[START RECORDS FOR THE EXERCISE]

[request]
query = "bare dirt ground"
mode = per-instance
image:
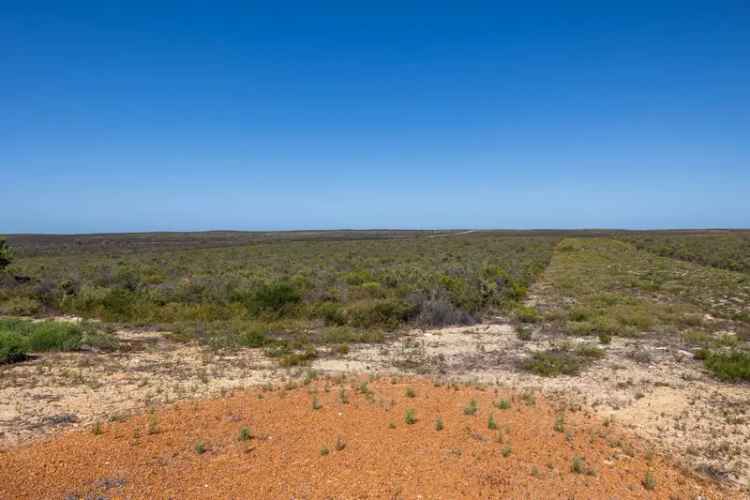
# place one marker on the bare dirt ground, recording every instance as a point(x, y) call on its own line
point(651, 389)
point(337, 438)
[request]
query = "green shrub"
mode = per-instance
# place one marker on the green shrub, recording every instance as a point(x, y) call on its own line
point(526, 314)
point(552, 363)
point(6, 254)
point(253, 337)
point(733, 366)
point(13, 347)
point(20, 306)
point(390, 313)
point(331, 313)
point(275, 297)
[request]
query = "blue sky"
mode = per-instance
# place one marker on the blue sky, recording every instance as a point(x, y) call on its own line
point(125, 116)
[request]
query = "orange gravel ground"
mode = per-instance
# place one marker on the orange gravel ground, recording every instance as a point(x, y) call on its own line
point(154, 455)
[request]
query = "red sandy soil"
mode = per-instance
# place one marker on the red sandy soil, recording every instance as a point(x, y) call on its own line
point(154, 455)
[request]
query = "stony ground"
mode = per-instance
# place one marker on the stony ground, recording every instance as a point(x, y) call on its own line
point(649, 388)
point(348, 437)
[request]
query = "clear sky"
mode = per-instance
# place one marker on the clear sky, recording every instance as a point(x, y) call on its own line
point(124, 116)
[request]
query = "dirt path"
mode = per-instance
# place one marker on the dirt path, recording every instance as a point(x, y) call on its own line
point(342, 439)
point(661, 396)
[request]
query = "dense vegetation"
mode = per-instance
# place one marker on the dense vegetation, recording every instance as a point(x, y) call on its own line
point(6, 255)
point(18, 338)
point(375, 283)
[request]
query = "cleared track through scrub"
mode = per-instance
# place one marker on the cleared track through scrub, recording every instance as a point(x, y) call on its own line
point(350, 438)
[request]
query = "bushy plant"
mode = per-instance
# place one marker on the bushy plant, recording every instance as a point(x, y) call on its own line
point(732, 366)
point(13, 347)
point(275, 297)
point(6, 254)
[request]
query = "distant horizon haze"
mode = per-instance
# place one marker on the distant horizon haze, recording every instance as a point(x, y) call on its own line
point(185, 116)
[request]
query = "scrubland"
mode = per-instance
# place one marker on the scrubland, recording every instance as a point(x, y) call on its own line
point(645, 335)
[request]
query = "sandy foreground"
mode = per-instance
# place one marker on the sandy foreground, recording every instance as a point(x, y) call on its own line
point(348, 437)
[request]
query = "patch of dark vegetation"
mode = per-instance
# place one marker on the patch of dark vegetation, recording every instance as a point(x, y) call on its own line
point(732, 366)
point(20, 337)
point(379, 281)
point(562, 360)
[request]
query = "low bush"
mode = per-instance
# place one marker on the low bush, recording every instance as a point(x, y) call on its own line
point(732, 366)
point(526, 314)
point(13, 347)
point(275, 297)
point(561, 361)
point(388, 314)
point(439, 312)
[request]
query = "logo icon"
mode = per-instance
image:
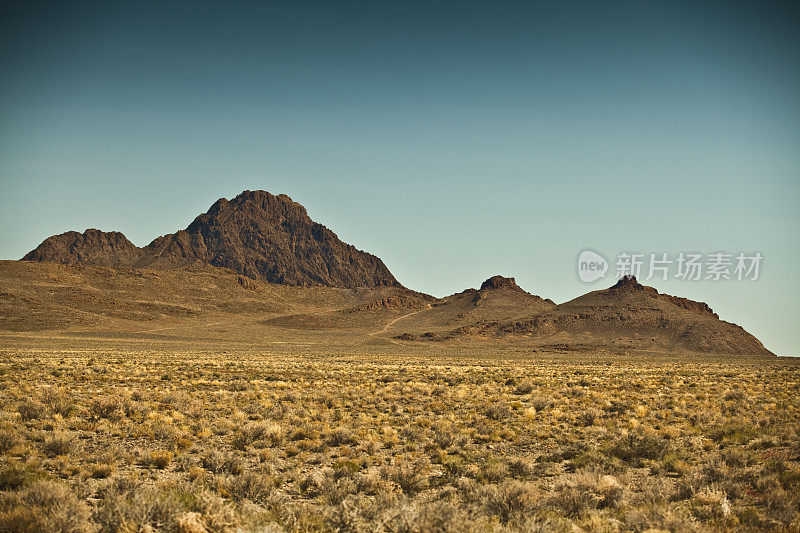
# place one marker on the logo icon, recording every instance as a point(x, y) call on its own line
point(591, 266)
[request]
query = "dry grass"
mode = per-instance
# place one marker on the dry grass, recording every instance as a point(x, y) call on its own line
point(192, 440)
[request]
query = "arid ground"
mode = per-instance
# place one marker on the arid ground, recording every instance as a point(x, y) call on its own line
point(160, 431)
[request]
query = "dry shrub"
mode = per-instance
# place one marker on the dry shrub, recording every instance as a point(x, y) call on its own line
point(58, 402)
point(59, 443)
point(30, 410)
point(253, 486)
point(8, 439)
point(44, 506)
point(510, 501)
point(578, 493)
point(161, 458)
point(127, 505)
point(410, 476)
point(218, 462)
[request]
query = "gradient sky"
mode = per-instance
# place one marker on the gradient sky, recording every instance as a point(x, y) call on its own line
point(455, 140)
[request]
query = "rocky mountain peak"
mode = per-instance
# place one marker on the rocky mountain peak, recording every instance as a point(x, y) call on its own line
point(499, 282)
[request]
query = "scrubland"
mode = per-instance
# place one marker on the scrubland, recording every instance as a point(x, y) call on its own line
point(183, 439)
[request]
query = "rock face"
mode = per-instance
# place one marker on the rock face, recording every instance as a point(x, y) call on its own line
point(92, 247)
point(256, 234)
point(498, 282)
point(630, 315)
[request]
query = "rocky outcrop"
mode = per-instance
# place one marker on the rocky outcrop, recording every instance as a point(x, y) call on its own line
point(257, 234)
point(92, 247)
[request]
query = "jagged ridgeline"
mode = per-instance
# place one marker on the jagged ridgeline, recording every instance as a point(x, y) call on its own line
point(256, 234)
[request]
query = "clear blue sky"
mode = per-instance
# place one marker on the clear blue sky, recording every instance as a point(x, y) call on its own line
point(455, 140)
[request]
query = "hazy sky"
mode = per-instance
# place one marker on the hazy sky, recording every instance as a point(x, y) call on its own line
point(454, 140)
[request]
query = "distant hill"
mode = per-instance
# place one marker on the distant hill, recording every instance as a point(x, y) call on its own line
point(256, 234)
point(248, 266)
point(628, 315)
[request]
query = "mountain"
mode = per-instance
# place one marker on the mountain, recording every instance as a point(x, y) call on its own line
point(256, 234)
point(499, 299)
point(92, 247)
point(627, 315)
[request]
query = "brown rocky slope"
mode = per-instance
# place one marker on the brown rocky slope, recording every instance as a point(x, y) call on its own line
point(256, 234)
point(626, 315)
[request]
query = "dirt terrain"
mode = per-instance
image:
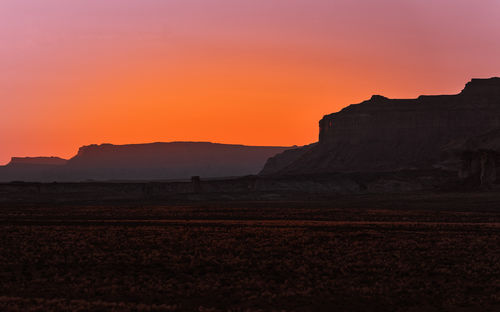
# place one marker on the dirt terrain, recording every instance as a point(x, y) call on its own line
point(405, 252)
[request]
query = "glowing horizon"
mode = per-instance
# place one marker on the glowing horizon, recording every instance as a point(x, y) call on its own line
point(260, 72)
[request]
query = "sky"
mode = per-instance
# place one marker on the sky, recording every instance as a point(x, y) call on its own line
point(254, 72)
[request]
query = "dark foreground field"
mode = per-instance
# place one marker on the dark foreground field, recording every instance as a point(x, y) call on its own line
point(419, 252)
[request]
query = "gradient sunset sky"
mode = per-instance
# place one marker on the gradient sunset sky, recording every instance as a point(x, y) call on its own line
point(255, 72)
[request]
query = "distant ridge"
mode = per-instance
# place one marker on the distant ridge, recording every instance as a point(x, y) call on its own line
point(149, 161)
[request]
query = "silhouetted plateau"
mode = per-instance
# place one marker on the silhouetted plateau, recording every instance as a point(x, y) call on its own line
point(457, 133)
point(155, 161)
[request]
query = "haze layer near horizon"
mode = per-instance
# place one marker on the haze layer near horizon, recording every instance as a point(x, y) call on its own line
point(260, 72)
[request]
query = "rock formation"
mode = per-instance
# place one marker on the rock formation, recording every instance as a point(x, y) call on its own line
point(155, 161)
point(384, 134)
point(50, 161)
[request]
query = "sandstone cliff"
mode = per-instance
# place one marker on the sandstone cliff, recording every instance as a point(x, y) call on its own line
point(384, 134)
point(155, 161)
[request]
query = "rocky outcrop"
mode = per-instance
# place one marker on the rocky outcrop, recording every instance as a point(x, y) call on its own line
point(384, 134)
point(284, 159)
point(43, 161)
point(155, 161)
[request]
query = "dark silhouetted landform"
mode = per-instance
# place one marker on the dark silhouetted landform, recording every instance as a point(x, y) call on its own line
point(459, 133)
point(154, 161)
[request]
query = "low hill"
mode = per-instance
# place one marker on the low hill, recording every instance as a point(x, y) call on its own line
point(153, 161)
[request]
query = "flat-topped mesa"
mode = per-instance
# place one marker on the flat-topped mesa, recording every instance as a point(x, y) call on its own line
point(483, 87)
point(54, 161)
point(384, 134)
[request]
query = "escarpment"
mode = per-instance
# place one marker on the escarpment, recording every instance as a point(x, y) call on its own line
point(383, 134)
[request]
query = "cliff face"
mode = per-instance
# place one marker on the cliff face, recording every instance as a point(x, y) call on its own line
point(155, 161)
point(384, 134)
point(36, 161)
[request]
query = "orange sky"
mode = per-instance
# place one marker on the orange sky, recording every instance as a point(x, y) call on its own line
point(260, 72)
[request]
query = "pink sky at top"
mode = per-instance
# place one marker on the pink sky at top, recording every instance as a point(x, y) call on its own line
point(256, 72)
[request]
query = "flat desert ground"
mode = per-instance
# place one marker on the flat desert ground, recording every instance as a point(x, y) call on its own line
point(413, 252)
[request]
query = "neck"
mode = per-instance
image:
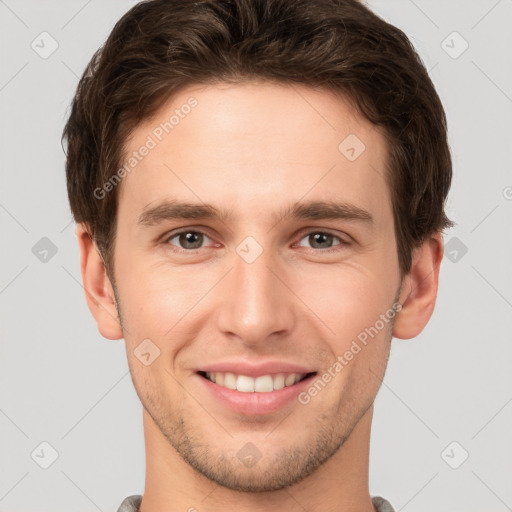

[END RECORDS FOR THE EXERCISE]

SET TASK:
Please pull out every line of the lines above that contains the word "plateau", matching case exactly.

RESPONSE TO THE EXERCISE:
query = "silhouetted plateau"
# place one marker on the silhouetted plateau, recording every instance as a point(x, y) call on its own line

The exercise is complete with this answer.